What to do - Please take the records that follow and repeat exactly the lines starting with the line with "TARGET: river" and going on through the line with "TARGET: zipper pull".

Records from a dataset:
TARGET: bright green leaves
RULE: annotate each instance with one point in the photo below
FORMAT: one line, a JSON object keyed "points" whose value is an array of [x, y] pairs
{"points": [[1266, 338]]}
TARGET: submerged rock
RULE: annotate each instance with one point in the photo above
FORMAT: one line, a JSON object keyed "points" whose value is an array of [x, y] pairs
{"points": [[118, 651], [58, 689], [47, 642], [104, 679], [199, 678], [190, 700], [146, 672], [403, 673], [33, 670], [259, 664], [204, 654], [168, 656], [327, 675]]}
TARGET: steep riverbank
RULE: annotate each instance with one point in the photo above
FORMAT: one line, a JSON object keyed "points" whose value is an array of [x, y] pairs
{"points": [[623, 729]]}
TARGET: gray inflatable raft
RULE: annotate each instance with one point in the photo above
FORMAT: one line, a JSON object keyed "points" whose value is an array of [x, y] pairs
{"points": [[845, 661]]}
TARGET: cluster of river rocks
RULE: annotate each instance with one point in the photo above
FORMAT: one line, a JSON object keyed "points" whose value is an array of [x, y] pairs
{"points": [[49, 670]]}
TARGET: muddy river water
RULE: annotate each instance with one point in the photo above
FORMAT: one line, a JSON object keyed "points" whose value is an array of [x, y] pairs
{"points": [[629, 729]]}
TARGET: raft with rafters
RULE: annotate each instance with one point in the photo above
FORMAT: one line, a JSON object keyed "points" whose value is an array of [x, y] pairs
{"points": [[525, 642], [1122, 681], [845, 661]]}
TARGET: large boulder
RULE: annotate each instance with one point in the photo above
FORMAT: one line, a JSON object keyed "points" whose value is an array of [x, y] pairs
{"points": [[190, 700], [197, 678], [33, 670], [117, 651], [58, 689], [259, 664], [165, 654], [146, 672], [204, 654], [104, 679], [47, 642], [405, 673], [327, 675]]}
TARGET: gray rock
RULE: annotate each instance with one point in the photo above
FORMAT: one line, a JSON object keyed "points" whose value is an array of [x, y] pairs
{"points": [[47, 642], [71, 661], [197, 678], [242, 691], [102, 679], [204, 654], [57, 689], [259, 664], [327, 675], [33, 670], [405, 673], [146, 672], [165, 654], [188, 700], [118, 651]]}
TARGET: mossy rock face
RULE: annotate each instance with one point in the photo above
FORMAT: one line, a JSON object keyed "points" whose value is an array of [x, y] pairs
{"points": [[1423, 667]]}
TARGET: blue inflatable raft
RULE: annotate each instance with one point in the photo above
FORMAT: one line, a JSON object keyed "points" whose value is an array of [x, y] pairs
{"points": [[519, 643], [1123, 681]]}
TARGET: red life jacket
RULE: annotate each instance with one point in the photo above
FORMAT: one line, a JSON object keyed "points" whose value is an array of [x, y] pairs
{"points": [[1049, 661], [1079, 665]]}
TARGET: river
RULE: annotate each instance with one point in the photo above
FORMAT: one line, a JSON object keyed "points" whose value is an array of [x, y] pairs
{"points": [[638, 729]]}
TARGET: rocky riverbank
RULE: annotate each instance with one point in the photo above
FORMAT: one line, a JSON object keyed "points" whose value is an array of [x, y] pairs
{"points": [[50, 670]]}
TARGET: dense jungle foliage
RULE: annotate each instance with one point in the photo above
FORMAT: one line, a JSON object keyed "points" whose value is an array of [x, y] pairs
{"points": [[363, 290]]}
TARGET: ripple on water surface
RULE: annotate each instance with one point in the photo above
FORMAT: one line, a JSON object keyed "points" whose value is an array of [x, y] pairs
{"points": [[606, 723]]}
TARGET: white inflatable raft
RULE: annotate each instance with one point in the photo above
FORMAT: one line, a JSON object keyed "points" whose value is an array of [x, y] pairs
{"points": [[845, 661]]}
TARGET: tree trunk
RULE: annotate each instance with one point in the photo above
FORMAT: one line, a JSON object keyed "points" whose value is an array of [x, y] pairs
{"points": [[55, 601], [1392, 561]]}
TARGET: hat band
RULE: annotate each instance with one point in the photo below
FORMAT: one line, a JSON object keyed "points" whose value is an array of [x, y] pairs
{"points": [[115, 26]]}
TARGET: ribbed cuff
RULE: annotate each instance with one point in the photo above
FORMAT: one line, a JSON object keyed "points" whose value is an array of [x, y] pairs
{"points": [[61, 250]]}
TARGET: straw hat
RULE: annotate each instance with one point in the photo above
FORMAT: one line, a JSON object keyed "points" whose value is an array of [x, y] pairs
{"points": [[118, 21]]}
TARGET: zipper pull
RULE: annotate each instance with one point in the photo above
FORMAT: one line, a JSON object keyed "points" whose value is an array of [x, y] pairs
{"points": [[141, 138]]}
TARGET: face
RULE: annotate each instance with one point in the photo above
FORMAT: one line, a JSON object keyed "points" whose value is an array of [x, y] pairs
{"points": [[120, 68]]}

Output below -
TARGET: river
RULE: annotate each instance with one point in the photo above
FORMAT: one line, a JSON object keyed "points" whose value is an array of [x, y] pairs
{"points": [[638, 729]]}
TARGET: rocky riverbank
RULE: annotate each instance with one point in the photo above
FORMAT: one line, a JSON object keyed "points" whose value is an array of [x, y] pairs
{"points": [[50, 670]]}
TARGET: dense jungle foliage
RULE: annotate each instance with one point in the photo above
FORMAT: one line, a JSON object keyed "points" whose value is an array of [x, y] pairs
{"points": [[363, 290]]}
TARGET: ripple on water surface
RULE: annotate each instance with one point in the photo above
FORMAT: one line, a JSON object keyed "points" whose value is an array of [x, y] pairs
{"points": [[606, 723]]}
TARGET: white inflatable raft
RULE: annotate each instance with one point in the photo above
FORMAT: one line, a JSON object keyed "points" whose value is an array of [x, y] pairs
{"points": [[845, 661]]}
TARGET: tree trunk
RULE: annotate each instance with one point in the photo above
FORMAT: one line, a JSON object keyed "points" whose value is an array of [x, y] pairs
{"points": [[55, 601], [1392, 561]]}
TARGET: hat band
RULE: annotate each instance with one point in the photo below
FORMAT: one line, a JSON object keyed "points" whose value is an array of [x, y] pairs
{"points": [[115, 26]]}
TARGET: ribbed cuff
RULE: annotate each instance with one point in the photo above
FORMAT: one line, a JSON object keyed "points" whose value is an array of [x, y] pairs
{"points": [[61, 250]]}
TARGET: straw hat
RULE: annotate each instance with one point in the photo above
FORMAT: one line, a JSON object keyed "points" whose value is an array of [x, y] pairs
{"points": [[118, 21]]}
TARGET: zipper pull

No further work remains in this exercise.